Thursday, August 25, 2011
Drink nothing Blue...
"Oh the holiness of being the injured party" -M.A.
Sometimes life begins too early and we find this life unwelcoming... The choices we make and guilt we carry can become impenetrable, only leaving us with what was, instead of what could have been...
Who are we to judge? These choices that we must make… are we not responsible for them? And if two find themselves in the same position, making different choices, who’s to say who’s right?
I made a choice to keep my daughter. She will grow up with her mother. The mother that gave her a rough start, the mother who was just a child herself… Was *this* the right choice? I can think of a hundred times that I’ve judged others who chose differently, and yet, who am I to do so?
My step-daughter told my husband that her mother gave up her brother because her grandmother wouldn’t help her… I had help. My mother helped me--however; the greatest gift my mother gave me was telling me that I was an adult--informing me of this fact because I hardly knew... She let me know I could make decisions on my own, and that I needed to start doing so; *I* was this child’s mother and I needed to act like it. I was 19 at the time, ill prepared to take on the life of another. But, at that moment and right before I started to argue back, I relived an moment between my me and my mother-- the moment I was laying Kaylee down for the first time:
After 4 weeks of being hospitalized, Kaylee was allowed to come home. I was 17 and had never been so afraid. In shame I knocked on my mother’s bedroom door. I asked her to keep Kaylee, just this first night, in her room. My mother looked up at me and in a sleepy haze said, “I’ll keep her here. But you’re going to have to do this at some point.”

(Data records)
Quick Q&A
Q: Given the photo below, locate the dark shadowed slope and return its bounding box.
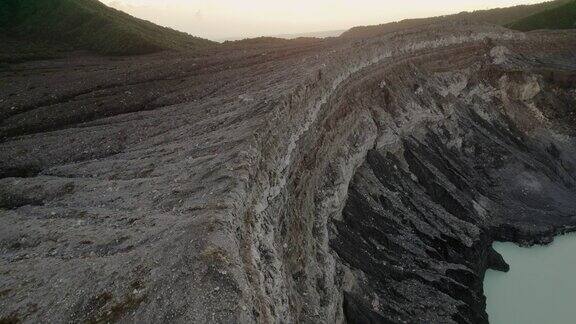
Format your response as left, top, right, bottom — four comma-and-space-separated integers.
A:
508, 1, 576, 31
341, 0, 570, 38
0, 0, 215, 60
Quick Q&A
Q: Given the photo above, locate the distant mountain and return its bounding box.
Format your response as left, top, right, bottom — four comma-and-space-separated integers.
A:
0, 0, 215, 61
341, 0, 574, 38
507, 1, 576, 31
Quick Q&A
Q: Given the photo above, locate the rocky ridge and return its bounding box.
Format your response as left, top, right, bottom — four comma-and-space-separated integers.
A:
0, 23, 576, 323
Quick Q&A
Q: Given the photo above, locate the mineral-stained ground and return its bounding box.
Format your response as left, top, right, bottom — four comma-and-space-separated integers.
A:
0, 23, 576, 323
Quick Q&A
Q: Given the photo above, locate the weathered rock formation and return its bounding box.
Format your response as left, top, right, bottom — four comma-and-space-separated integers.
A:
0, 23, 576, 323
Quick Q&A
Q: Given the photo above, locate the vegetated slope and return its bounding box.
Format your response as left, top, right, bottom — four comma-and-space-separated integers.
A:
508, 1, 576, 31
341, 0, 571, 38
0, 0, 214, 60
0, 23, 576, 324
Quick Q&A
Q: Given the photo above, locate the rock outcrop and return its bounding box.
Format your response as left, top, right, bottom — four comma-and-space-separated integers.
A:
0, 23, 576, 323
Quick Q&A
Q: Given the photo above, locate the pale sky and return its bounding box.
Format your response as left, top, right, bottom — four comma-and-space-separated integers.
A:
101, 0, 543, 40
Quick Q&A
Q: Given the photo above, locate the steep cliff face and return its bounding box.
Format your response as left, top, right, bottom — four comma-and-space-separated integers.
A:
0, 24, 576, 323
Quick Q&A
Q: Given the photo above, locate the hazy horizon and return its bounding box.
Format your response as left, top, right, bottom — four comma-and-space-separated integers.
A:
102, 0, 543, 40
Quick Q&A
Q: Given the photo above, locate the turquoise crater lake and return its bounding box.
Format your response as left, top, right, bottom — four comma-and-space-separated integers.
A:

> _WORK INSTRUCTION A_
In the blog post about the choice to keep a daughter, how long was Kaylee in the hospital before she could come home?
> _WORK INSTRUCTION B_
Carry the blog post about the choice to keep a daughter forward from its final sentence.

> _TASK ANSWER A_
Four weeks.

> _TASK ANSWER B_
I was drenched with tears--so afraid of this new reality-- but I knew she was right… This was my choice. The life that *I* chose. I turned around, headed for my bedroom, and Kaylee and I went to bed; together. I was her mother and I looked after her all through the night, my hand on her chest. I should have known I could do it then...
So many times I have used my “injustices” to hold myself down. For too long, everything was *done* to me, I was never prepared to admit that I played an active role. “Oh the holiness of being the injured party”, Maya Angelou whispers … She’s right you know? So righteous… and yet where does that get us really, and at what expense?